**Исходный фрагмент**
_____

Мне посчастливилось, что я, уже в последний час, открыл его для себя, а открыть его было трудно, ибо в Париже он жил в стороне от "foire sur la place" 1. Если кто-нибудь возьмется написать добросовестную историю французской литературы двадцатого века, то не сможет обойти молчанием тот поразительный факт, что парижские газеты, расточая похвалы всевозможным поэтам и знаменитостям, три самых главных имени оставили неизвестными или же упоминали вне связи с их настоящим делом.
1 Житейской суеты (франц.).
С 1900 по 1914 год ни в "Фигаро", ни в "Матэн" я не прочитал ни строчки о Поле Валери как поэте; Марсель Пруст слыл светским щеголем, Ромен Роллан - сведущим музыковедом; каждому из них было чуть ли не под пятьдесят, когда первый робкий луч славы упал на их имена, а свой великий труд они вершили во тьме в самом любознательном, самом одухотворенном городе мира.

_____

[Записи набора данных для указания]
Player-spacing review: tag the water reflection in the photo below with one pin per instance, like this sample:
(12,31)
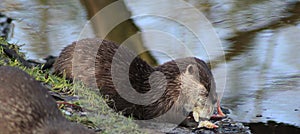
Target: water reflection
(261,52)
(45,27)
(261,41)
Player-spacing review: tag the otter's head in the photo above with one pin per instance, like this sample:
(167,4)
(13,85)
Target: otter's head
(196,96)
(191,86)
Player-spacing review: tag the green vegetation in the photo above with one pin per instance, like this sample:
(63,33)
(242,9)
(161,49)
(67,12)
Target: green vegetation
(99,115)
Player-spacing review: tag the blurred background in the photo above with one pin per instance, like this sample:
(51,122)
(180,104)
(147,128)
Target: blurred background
(260,39)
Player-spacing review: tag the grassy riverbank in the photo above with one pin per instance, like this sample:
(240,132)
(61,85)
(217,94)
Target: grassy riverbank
(95,114)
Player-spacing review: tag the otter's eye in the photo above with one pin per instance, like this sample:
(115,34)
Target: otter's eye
(191,69)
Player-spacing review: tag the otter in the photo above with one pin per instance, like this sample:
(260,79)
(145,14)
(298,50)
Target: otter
(27,108)
(179,86)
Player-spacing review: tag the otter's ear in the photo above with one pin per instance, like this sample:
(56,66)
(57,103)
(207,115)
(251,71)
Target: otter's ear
(191,69)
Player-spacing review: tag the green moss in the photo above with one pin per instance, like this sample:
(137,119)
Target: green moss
(99,114)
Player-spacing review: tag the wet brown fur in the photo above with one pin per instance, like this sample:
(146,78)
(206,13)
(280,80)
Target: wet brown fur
(90,52)
(27,108)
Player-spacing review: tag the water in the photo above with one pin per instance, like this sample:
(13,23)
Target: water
(260,79)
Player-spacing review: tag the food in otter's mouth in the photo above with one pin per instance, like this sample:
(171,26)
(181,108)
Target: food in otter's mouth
(179,86)
(27,108)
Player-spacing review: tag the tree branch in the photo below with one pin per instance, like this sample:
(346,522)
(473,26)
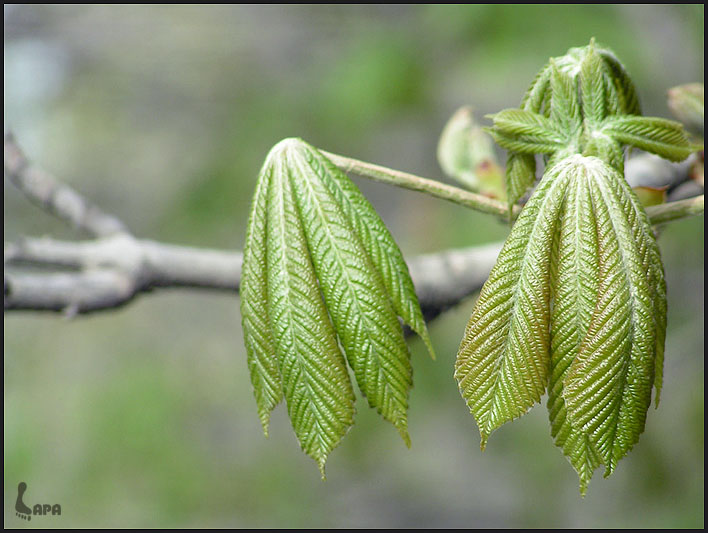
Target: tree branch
(111,270)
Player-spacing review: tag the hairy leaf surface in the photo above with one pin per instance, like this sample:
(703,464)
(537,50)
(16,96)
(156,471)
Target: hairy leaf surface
(608,386)
(363,317)
(260,347)
(502,364)
(574,281)
(322,274)
(377,241)
(315,379)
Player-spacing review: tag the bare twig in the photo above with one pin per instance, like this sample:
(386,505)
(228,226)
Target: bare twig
(110,272)
(42,188)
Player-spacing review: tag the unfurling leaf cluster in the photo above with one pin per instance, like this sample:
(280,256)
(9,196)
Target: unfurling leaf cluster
(582,102)
(323,285)
(576,303)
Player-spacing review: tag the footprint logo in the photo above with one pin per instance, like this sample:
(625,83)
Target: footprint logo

_____

**Задание 1**
Можете выписать из отрывка о Париже и непризнанных писателях дословно всё, начиная со слов «Мне посчастливилось, что» и ниже, вплоть до слов «их настоящим делом.»?
**Задание 2**
Как бы вы продолжили отрывок о Париже и непризнанных писателях после его последнего предложения?

**Результат задания 1**
Мне посчастливилось, что я, уже в последний час, открыл его для себя, а открыть его было трудно, ибо в Париже он жил в стороне от "foire sur la place" 1. Если кто-нибудь возьмется написать добросовестную историю французской литературы двадцатого века, то не сможет обойти молчанием тот поразительный факт, что парижские газеты, расточая похвалы всевозможным поэтам и знаменитостям, три самых главных имени оставили неизвестными или же упоминали вне связи с их настоящим делом.

**Результат задания 2**
* * *
Я своевременно открыл для себя Ромена Роллана лишь благодаря случаю. Во Флоренции русская женщина-скульптор пригласила меня к чаю, чтобы показать мне свои работы и заодно использовать меня в качестве модели. Я явился ровно к четырем, забыв, что она русская, а стало быть, понятия не имеет о времени и пунктуальности. Старушка, которая, как я слышал, была кормилицей еще у ее матери, провела меня в мастерскую, где художественнее всего был беспорядок, и попросила обождать. Вокруг стояли всего четыре скульптуры, я осмотрел их за две минуты. Чтобы не терять времени, я взял какую-то книгу, вернее, одну из валявшихся там брошюр в коричневых обложках. Название было "Двухнедельные тетради", и я вспомнил, что вроде бы слышал его в Париже. Но кто мог уследить за всеми этими журнальчиками, которые по всей стране возникали и снова исчезали, словно эфемерные цветы духа? Перелистав произведение Ромена Роллана, я начал читать со все возрастающим интересом и удивлением. Откуда этот француз так знал Германию? Вскоре я почувствовал благодарность к славной русской скульпторше за ее непунктуальность. Когда она наконец появилась, первый мой вопрос был: "Кто этот Ромен Роллан?" Она не могла дать точных сведений; и, только раздобыв другие части "Жан-Кристофа" (последние еще писались), я понял: вот наконец произведение, которое служит не одной, а всем европейским нациям, их сплочению; вот человек, поэт, который привел в действие все моральные силы: сознательную любовь и честное стремление к знанию, беспристрастность продуманных, отстоявшихся оценок и окрыляющую веру в связующую миссию искусства.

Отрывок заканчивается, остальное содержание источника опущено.